**SOURCE DOCUMENT:**

Dispersed camping in Minnesota state forests

DNR forester and landowner walking in landowner's woodlands

Minnesota state forest campgrounds, day-use and recreation areas, and dispersed camping are open.

Visitors are encouraged to recreate close to home and to maintain social distancing on trails.

Dispersed camping is allowed in Minnesota state forests. Dispersed camping is different from camping in a designated campground. It is a wilderness experience for campers who enjoy camping far from others and do not need any amenities.

  • Camping is limited to a single household. (per Executive Order 20-56)
  • There are no amenities. No bathroom, pit toilet, water pump, fire grate, trashcan, or picnic table.
  • State forest maps are a great guide; many are available as downloadable geopdfs.
  • No fee. First-come, first-served.

Where to disperse camp

You must camp at least one mile outside of designated campsites or campgrounds on state forest land. Park vehicles in parking lots or safely on the full shoulder of a road. Do not block road or trail traffic with your vehicle. You cannot camp at parking lots or trailheads.

Campsite selection

Dispersed campers can camp in any suitable site that already exists or any opening in the woods - such as a natural clearing, meadow, or timber sale landing. You cannot create new campsites by cutting trees or vegetation.

Pick a location that has level ground with good drainage. Place camping equipment to avoid damage to plants and do not camp within 100 feet of any water source.

Dispersed camping rules

All dispersed campers are responsible for obeying state forest rules and regulations in Minnesota Rules, part 6100.3000 through 6100.4300.

  • State forests are open to dispersed camping unless otherwise posted.
  • Do not dig or trench the ground around your tent.
  • Bury human waste (if vault toilets are not available) and animal parts, such as fish guts, at least 150 feet from a water body and away from areas where it could cause a nuisance or hazard to public health.
  • Collect only dead wood lying on the ground for campfires within the state forest.
  • Do not block trails, roads, or gates with your vehicle.
  • Building permanent structures of any kind is prohibited.
  • You must remove all garbage.
  • Summer dispersed camping is limited to 14 days.
  • Dispersed camping is limited to 21 days between the second Sunday in September and first Saturday in May.

Dispersed campfire safety

Exercise caution with any campfire. If you need a campfire while dispersed camping, select a safe place.

  • Choose a level area away from dry grass, shrubs, or logs that is free of overhanging branches.
  • Scoop out a depression in the center of the area and put a ring of rocks around it.
  • Make sure your campfire is not more than 3 feet in diameter by 3 feet high and the ground is cleared of all combustible material at least 5 feet from the base of the fire.
  • After a campfire, Drown-Stir-Repeat until it is out cold.
  • If it is too hot to touch, it is too hot to leave.
  • If you see a wildfire, call 911.

Only use dead wood lying on the ground and approved firewood for campfires. Remember, unapproved firewood could spread insects or diseases that can kill oak, ash, maple, and other trees.

Leave no trace and dispose of waste

All campers must "leave no trace" no matter where you camp. Pack out what you pack in, do not damage trees, water, habitat, or anything else. Do not burn litter or garbage. Always observe posted signs.

Your visit could have a big impact. Seeds and mud on gear and clothing can spread harmful invasive plants. Before leaving home, make sure your gear, footwear, and clothing is free of seeds and soil—especially tents, tarps, and hammocks. Clean and dispose of anything before leaving home.

Take extra care when disposing of human waste to avoid contaminating nearby water. Dig a hole six inches deep and at least 100 feet away from any water source. When you are done, fill the hole with soil. Never defecate or leave toilet paper on top of the ground.

Drinking water

The only way to ensure that water is safe is to treat it. That means heating it until it comes to a rolling boil or using water purification tablets or a water purification filter. Water from faucets in developed recreation areas has been tested and is safe to use without treating.

Spatial localization data:
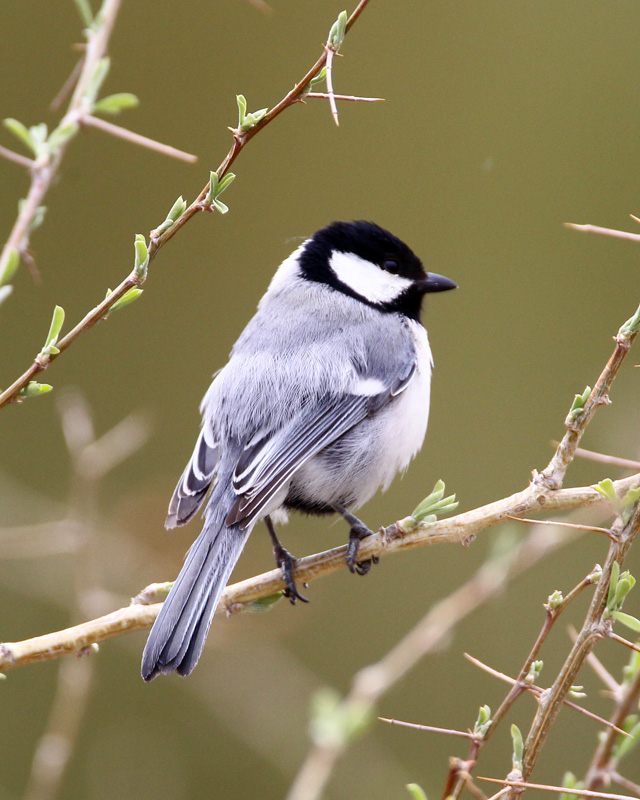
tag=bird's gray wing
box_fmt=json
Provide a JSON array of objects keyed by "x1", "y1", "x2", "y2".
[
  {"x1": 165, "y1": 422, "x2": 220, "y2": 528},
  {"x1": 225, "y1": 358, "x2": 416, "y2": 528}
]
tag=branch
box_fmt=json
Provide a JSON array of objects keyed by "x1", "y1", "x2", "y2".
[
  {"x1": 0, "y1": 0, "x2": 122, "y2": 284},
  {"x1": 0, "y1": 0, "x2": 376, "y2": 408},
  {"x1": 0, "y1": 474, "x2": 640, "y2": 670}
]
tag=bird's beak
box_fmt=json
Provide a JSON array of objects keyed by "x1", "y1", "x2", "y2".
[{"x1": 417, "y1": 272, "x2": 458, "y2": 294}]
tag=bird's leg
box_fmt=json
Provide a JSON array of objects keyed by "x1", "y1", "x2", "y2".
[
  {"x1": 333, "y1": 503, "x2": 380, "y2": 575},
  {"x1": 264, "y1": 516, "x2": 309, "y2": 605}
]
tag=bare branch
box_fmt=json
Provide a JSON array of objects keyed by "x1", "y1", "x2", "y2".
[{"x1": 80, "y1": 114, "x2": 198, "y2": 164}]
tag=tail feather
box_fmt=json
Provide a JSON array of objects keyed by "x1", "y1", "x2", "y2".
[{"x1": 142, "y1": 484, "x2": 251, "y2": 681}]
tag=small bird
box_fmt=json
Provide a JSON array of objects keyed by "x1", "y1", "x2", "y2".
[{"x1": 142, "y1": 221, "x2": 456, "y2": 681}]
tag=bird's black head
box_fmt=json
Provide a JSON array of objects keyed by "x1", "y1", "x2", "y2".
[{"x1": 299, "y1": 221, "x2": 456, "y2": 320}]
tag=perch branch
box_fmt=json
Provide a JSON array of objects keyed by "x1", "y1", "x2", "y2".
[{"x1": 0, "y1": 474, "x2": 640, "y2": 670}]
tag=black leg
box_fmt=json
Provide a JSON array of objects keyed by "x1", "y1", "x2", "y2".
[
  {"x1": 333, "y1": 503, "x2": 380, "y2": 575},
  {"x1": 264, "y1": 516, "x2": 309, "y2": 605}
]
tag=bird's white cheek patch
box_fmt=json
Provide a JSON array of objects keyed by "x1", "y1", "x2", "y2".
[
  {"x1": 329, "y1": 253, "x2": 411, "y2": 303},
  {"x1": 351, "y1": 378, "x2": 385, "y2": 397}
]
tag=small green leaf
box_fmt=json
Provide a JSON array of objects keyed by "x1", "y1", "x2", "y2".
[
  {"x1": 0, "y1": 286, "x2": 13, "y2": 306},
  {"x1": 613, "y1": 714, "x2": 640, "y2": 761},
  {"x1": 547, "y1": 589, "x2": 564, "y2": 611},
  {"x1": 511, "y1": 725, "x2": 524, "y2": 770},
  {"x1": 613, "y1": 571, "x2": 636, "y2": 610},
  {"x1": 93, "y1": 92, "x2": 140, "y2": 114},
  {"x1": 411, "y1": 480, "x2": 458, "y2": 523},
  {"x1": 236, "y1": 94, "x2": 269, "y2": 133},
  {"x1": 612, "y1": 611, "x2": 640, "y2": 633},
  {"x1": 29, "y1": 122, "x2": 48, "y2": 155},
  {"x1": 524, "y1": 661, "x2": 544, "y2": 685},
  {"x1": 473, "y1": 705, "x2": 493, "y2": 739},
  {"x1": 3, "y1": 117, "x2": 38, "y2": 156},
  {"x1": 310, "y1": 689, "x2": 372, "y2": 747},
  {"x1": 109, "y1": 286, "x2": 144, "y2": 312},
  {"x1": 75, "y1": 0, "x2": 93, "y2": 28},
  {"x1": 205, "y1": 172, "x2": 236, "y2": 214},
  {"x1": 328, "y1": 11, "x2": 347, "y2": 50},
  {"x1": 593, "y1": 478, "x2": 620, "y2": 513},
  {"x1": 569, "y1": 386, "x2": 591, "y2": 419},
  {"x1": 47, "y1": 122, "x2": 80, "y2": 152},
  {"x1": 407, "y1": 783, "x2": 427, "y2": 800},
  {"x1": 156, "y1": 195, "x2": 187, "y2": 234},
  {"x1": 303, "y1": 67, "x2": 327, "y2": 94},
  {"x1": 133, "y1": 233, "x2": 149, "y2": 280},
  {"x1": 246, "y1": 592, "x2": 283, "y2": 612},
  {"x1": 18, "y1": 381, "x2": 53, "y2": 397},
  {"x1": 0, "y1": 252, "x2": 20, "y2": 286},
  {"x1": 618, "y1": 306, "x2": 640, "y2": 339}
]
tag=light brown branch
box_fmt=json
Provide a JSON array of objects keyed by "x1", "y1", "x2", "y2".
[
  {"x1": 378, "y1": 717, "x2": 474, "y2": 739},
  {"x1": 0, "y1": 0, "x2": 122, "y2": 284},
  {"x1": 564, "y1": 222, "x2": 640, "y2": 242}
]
* * *
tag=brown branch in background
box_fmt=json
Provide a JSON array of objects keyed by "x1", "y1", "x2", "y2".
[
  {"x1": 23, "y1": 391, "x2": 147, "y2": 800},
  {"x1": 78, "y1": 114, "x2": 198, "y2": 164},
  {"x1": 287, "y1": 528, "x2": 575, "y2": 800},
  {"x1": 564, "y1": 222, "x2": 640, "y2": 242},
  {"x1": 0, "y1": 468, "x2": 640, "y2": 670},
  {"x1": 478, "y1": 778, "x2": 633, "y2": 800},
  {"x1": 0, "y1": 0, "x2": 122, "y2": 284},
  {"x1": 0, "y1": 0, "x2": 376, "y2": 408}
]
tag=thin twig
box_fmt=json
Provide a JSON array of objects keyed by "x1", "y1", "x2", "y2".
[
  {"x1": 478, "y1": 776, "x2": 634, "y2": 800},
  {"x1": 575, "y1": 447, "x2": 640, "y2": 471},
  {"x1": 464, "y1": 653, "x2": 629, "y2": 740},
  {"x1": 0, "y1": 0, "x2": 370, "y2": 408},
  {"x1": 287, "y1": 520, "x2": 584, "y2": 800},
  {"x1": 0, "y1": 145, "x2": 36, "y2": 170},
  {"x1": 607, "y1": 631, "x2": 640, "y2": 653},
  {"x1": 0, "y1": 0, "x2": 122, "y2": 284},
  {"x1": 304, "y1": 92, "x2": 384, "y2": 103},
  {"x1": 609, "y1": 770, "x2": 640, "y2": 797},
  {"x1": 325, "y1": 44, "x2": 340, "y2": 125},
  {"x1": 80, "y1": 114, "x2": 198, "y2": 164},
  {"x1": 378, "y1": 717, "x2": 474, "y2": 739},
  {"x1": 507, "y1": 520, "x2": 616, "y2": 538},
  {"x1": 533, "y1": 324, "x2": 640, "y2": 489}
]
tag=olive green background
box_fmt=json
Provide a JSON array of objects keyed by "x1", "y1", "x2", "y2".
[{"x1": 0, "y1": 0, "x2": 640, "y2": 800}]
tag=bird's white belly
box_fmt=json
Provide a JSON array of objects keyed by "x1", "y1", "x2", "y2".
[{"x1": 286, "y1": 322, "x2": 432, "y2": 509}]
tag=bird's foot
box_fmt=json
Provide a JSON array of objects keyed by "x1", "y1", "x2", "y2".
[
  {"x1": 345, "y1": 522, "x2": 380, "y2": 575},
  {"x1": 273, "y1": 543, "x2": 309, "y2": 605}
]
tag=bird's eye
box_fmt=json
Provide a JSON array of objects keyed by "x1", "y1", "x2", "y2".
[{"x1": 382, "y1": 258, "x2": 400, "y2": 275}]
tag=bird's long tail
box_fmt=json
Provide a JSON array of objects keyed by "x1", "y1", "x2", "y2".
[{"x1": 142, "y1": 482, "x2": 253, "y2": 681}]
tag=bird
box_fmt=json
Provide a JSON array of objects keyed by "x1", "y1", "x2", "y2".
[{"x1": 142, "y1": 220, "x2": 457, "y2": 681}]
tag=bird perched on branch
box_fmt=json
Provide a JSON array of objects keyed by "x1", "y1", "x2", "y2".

**THE PROBLEM:** According to the dispersed camping page, how far from designated campsites or campgrounds on state forest land must dispersed campers set up camp?

**TASK SOLUTION:** At least one mile outside of designated campsites or campgrounds.